Fragment pliku z danymi
-=-=-
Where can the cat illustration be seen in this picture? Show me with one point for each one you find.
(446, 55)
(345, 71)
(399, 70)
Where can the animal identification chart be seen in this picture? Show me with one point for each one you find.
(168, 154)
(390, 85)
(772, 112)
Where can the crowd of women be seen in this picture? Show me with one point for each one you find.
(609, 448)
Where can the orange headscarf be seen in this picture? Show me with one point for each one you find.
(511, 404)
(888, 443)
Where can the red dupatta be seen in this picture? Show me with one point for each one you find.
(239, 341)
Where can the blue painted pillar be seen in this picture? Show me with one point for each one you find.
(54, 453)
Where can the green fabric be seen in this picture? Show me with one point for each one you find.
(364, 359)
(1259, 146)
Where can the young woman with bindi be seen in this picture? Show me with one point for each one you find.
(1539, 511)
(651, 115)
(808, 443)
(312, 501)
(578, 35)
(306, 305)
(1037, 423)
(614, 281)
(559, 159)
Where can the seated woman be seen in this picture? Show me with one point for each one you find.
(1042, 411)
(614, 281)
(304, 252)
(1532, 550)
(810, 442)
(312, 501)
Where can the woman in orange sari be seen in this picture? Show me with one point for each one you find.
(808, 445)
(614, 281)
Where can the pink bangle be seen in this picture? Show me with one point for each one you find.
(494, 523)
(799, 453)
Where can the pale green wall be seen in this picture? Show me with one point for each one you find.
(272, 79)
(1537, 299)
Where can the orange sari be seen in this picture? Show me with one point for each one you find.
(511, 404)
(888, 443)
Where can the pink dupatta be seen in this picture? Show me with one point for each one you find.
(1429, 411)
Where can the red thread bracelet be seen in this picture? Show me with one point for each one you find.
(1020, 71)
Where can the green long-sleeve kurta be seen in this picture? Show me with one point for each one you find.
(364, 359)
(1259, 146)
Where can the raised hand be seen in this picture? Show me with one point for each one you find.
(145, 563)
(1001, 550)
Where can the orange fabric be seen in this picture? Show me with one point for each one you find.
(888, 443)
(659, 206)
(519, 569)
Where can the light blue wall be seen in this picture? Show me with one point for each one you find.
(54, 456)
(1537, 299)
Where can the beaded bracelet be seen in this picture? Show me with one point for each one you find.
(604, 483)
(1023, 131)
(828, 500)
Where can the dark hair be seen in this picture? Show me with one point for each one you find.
-=-=-
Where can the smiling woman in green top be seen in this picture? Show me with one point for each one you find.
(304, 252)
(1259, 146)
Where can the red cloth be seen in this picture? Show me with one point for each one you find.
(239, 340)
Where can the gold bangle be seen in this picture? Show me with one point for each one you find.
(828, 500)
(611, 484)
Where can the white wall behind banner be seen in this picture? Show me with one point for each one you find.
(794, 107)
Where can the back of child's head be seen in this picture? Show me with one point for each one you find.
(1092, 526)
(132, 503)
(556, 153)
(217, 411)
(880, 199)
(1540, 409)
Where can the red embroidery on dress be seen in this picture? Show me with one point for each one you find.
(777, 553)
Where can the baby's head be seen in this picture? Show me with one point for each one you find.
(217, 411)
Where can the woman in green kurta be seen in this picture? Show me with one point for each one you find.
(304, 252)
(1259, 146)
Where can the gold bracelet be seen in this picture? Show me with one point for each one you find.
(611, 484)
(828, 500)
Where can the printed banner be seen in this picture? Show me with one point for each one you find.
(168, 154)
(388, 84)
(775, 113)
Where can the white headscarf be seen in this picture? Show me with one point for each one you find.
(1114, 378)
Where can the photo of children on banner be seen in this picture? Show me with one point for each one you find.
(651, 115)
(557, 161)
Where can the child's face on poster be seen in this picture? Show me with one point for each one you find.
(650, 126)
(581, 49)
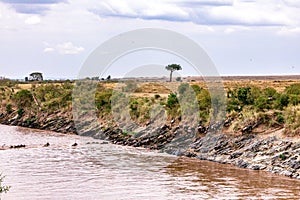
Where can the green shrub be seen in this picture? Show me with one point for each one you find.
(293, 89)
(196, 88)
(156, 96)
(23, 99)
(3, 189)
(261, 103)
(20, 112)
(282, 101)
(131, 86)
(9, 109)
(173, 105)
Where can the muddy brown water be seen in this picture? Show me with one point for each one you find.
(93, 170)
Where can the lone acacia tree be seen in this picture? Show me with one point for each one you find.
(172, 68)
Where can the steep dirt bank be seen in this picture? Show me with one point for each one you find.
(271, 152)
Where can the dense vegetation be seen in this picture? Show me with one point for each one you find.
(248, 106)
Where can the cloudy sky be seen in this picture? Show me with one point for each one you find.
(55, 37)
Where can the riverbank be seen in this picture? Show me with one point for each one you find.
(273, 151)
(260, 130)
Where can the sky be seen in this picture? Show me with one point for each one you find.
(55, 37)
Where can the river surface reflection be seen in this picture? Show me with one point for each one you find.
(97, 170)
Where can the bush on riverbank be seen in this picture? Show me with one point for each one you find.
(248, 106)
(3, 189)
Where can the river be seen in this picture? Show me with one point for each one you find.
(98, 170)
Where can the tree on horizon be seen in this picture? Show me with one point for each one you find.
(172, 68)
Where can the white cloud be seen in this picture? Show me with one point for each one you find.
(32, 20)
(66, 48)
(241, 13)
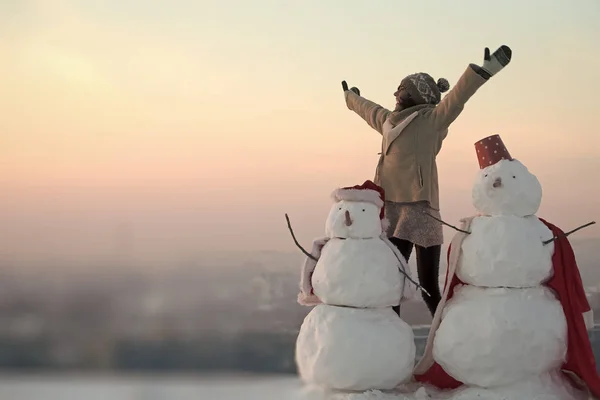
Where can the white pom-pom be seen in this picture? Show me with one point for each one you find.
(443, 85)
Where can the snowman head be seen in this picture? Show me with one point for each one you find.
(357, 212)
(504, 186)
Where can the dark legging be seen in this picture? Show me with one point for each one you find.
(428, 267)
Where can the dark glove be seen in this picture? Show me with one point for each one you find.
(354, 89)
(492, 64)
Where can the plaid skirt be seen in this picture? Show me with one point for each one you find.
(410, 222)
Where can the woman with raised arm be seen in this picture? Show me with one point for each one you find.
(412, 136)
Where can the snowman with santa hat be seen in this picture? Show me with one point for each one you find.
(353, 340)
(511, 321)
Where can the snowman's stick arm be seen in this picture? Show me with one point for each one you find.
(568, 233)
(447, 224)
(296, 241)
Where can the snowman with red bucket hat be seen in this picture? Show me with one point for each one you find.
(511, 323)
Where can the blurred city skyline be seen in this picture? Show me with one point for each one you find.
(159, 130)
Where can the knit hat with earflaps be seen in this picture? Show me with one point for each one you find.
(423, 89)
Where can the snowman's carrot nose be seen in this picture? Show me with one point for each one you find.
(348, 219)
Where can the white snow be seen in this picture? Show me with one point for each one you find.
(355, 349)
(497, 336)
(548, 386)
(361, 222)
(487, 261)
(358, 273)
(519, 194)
-=-=-
• POLECENIE: Wypisz bez zmian wiersze materiału od wiersza z "Where can the raised" aż do wiersza z "Where can the dark hair" włącznie.

• WYNIK ZADANIA:
Where can the raised hand be seen in this picture? Show me with one point for each one you find.
(145, 563)
(1001, 550)
Where can the orange fabric be seen in this picture? Show me with one point for each one you find.
(888, 443)
(659, 206)
(519, 569)
Where can the light blue wall be seen in this picture? Show me with one point for each one you find.
(54, 456)
(1537, 299)
Where can the beaded bracelet be seen in this picture? Show me with one point for each one you find.
(604, 483)
(1023, 131)
(828, 500)
Where can the dark hair be seen in this picture? Show me with one point for each one you find.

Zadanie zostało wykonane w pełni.